- Consigne rédigée 1: Recopiez le texte sur la mission Juice de « L’Univers est un » à « toutes ces interrogations. ».
- Consigne rédigée 2: D'après le texte sur la mission Juice, quelle lune de Jupiter contiendrait un océan liquide sous sa croûte de glace ?

À la découverte du SCM, un magnétomètre qui pourrait nous en apprendre un peu plus sur l’Univers

Institutionnel

L’Univers est un monde de mystères qui ne demandent qu’à être résolus. Formation des planètes, émergence de la vie, naissance du système solaire… toutes ces questions peinent à trouver des réponses claires et précises. La mission Juice, embarquant à son bord le magnétomètre à induction (SCM), a justement été pensée pour tenter de lever le voile sur toutes ces interrogations.

Elle fascine par sa taille, par les phénomènes qui s’y déroulent et par ses satellites. Mais au final, nous ne savons que peu de choses sur elle. Jupiter, la planète géante gazeuse, est au cœur d’une mission spatiale menée par l’ESA (Agence spatiale européenne), la première du genre pour l’Europe. Jupiter a été choisie pour ses caractéristiques semblables à celles de nombreuses exoplanètes qui se trouvent à plusieurs années-lumière du système solaire. Elle constitue ainsi un objet d’étude privilégié, accessible au prix de plusieurs années de voyage. Le 13 avril 2023, décollera une fusée Ariane 5 depuis Kourou pour un vol de 8 ans en direction de Jupiter. Sur place, la sonde Juice (JUpiter ICy moons Explorer) va effectuer principalement des mesures autour de trois de ses nombreuses lunes : Callisto, Europe et Ganymède. Cette dernière attire particulièrement l’attention des scientifiques, puisqu’elle contiendrait un océan liquide sous sa croûte de glace. Son étude permettra de recueillir de précieuses informations sur les conditions nécessaires à l’apparition de la vie dans de telles conditions. Ces mesures serviront aussi à mieux comprendre les phénomènes de formation et d’évolution des lunes, tout comme les interactions les liant à Jupiter. Juice se placera également en orbite autour de la géante gazeuse, afin d’en explorer l’atmosphère et la magnétosphère.

- Entrées d'identification de lieux:
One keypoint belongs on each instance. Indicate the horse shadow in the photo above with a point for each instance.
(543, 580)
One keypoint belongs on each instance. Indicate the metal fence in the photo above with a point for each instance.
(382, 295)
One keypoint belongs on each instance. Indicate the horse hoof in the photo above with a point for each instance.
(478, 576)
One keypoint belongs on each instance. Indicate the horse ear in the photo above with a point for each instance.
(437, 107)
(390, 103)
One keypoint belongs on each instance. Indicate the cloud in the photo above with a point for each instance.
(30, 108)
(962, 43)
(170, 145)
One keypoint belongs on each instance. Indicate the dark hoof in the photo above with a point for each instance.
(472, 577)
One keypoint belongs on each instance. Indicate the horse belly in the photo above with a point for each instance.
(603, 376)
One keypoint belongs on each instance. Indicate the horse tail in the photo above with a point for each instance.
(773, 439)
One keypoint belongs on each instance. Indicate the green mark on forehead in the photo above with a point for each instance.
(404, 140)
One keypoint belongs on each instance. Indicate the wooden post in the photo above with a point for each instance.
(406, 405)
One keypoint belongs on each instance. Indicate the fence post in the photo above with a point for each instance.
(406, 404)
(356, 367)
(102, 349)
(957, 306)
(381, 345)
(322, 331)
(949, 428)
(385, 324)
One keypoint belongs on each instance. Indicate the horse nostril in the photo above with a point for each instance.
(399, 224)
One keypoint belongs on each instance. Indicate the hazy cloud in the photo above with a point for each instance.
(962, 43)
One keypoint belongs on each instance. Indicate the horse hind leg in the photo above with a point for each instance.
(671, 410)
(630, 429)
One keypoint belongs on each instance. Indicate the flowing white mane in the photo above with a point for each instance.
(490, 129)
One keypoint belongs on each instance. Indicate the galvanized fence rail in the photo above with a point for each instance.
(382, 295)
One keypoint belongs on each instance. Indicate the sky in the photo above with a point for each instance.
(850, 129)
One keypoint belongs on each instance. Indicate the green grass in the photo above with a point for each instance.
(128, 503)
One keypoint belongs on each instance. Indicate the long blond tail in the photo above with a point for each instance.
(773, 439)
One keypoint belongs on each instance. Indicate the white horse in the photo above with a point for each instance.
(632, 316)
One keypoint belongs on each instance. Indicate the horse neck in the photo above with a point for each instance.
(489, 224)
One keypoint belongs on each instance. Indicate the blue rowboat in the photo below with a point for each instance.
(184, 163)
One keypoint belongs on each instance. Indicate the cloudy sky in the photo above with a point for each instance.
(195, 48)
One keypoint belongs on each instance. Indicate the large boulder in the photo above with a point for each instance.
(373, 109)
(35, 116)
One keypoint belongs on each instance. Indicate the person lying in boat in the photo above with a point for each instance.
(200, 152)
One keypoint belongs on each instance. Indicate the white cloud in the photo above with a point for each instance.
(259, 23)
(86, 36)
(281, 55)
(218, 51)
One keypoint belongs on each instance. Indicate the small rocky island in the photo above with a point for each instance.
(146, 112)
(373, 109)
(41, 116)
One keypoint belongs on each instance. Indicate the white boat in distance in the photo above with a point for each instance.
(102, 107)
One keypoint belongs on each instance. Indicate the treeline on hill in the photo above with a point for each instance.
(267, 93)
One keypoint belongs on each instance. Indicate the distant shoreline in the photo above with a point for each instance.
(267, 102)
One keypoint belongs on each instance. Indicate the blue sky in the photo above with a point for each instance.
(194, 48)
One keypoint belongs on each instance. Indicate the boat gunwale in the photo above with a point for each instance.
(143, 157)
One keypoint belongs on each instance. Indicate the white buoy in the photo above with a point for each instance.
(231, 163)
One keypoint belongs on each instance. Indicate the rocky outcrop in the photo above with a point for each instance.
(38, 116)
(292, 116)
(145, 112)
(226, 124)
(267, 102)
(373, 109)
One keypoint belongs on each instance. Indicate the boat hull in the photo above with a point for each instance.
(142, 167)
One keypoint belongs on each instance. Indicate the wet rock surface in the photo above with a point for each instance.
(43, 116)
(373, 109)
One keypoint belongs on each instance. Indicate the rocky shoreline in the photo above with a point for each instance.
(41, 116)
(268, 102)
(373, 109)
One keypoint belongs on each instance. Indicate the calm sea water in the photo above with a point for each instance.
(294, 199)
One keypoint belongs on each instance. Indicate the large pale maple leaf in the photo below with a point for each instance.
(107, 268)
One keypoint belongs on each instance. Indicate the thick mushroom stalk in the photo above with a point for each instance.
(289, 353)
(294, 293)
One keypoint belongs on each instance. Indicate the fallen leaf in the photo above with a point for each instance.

- Solution proposée 1:
L’Univers est un monde de mystères qui ne demandent qu’à être résolus. Formation des planètes, émergence de la vie, naissance du système solaire… toutes ces questions peinent à trouver des réponses claires et précises. La mission Juice, embarquant à son bord le magnétomètre à induction (SCM), a justement été pensée pour tenter de lever le voile sur toutes ces interrogations.

- Solution proposée 2: Ganymède.